--- Stated goal ---
All of the data should be output character for character, except the pictures.

--- Records for processing ---

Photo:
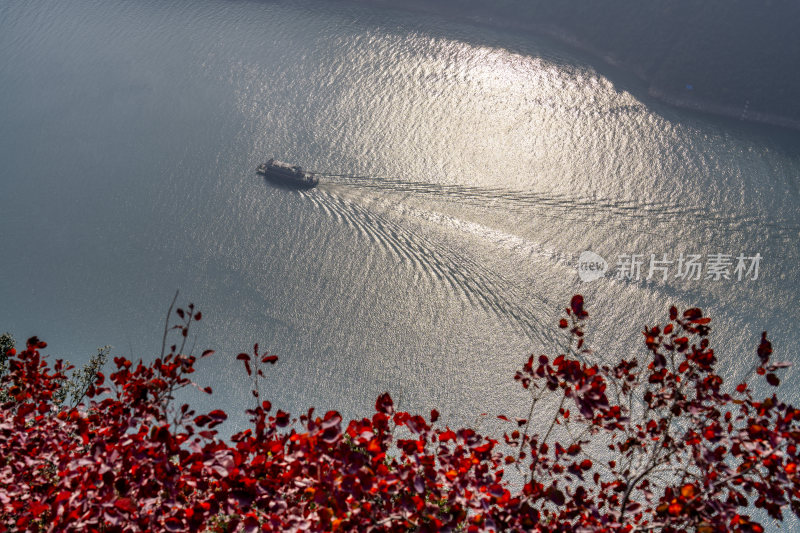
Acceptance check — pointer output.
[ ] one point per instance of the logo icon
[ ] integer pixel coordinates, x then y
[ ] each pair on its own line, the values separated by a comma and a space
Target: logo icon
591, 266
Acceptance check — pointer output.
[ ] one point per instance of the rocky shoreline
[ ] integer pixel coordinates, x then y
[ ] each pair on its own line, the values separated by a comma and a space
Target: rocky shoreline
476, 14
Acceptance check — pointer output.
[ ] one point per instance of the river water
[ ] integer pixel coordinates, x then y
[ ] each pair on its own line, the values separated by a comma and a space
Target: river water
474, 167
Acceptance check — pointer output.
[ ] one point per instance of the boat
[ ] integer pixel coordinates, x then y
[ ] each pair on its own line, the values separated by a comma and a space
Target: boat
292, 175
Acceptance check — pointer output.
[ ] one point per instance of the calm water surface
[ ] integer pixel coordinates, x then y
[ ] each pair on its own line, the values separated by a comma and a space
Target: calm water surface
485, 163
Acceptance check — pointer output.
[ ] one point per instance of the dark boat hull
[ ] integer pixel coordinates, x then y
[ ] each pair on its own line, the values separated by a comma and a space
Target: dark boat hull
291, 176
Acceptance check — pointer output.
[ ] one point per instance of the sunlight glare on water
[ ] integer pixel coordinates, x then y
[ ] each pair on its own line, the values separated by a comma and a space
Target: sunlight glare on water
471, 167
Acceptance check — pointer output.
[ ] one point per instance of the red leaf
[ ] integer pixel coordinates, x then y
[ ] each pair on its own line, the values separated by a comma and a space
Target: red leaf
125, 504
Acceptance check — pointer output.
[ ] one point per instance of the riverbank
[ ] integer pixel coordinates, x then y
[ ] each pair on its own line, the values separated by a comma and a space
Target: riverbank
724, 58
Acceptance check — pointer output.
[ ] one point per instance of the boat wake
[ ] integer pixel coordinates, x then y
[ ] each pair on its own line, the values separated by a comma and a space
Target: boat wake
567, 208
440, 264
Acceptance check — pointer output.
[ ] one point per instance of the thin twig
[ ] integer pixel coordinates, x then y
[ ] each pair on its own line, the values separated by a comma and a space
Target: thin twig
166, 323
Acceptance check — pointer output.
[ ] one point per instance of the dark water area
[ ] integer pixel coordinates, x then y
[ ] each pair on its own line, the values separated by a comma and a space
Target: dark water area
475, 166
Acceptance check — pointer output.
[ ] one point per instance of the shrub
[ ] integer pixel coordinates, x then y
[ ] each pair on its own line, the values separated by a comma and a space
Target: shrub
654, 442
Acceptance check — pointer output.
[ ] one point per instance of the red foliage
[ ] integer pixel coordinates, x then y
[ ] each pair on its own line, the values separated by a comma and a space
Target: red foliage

--- Exercise output ---
Photo:
Acceptance check — pointer output.
[ ] one point per instance of the logo icon
[ ] integer pixel coordinates, x then y
[ ] each pair on its own line, the values separated by a comma and a space
Target: logo icon
591, 266
Acceptance check — pointer output.
[ ] one point per instance of the rocky shoreline
[ ] integer pixel coordinates, x then y
[ ] each pair on its own line, the values separated by a comma and a space
Target: rocky shoreline
476, 14
Acceptance check — pointer output.
[ ] one point per instance of the river water
[ ] integer pixel coordinates, x then y
[ ] each pair on its own line, the values separated by a comma and a space
Target: river water
474, 167
Acceptance check — pointer output.
[ ] one point per instance of the boat
[ ] integer pixel coordinates, x then y
[ ] each pair on its own line, the values separated by a comma and a space
Target: boat
292, 175
Acceptance check — pointer output.
[ ] one point per instance of the calm water surface
[ ] integer pixel coordinates, x then y
[ ] each pair on its own line, the values separated by a comma and a space
Target: calm water surface
485, 163
Acceptance check — pointer output.
[ ] one point per instance of the dark boat hull
[ ] integer pixel coordinates, x then y
[ ] each pair on its own line, the values separated by a comma and a space
Target: dark boat hull
291, 176
Acceptance check — pointer output.
[ ] one point per instance of the sunlight glare on water
[ ] integer pixel coordinates, x then y
[ ] each pair on its own line, the values separated by a comma and a space
Target: sunlight glare on water
471, 167
Acceptance check — pointer output.
[ ] one point per instance of the red leaf
[ ] integer pixel coordinates, x then y
[ ] each pair on its own line, the values separated by a comma and a space
Target: red leaf
125, 504
Acceptance check — pointer output.
[ ] one point per instance of the riverbank
[ ] integer pixel coordinates, x then y
[ ] each pair on its own line, the values separated by a comma and a space
Target: riverbank
724, 58
Acceptance check — pointer output.
[ ] one point per instance of the boat wake
[ ] integer pixel coordinates, x then y
[ ] each pair on its own line, the values separated by a comma and a space
Target: boat wake
567, 208
440, 264
Acceptance check — pointer output.
[ ] one point per instance of the thin twig
[ ] integer pixel coordinates, x then y
[ ] each pair on its own line, the values separated by a comma and a space
Target: thin twig
166, 323
Acceptance check — pointer output.
[ ] one point per instance of the dark water area
[ ] integer pixel coordinates, x then y
[ ] each pair on its own line, the values separated by a comma and a space
Target: dark water area
475, 166
Acceptance check — pointer output.
[ ] one point per instance of the shrub
[ ] integer pixel coordinates, x then y
[ ] each pair on its own line, the values separated by a comma and a space
Target: shrub
654, 442
Acceptance check — pointer output.
[ ] one point per instance of the red foliage
[ ] integer pixel coordinates, x then y
[ ] each pair on its own line, the values separated by a comma and a space
Target: red foliage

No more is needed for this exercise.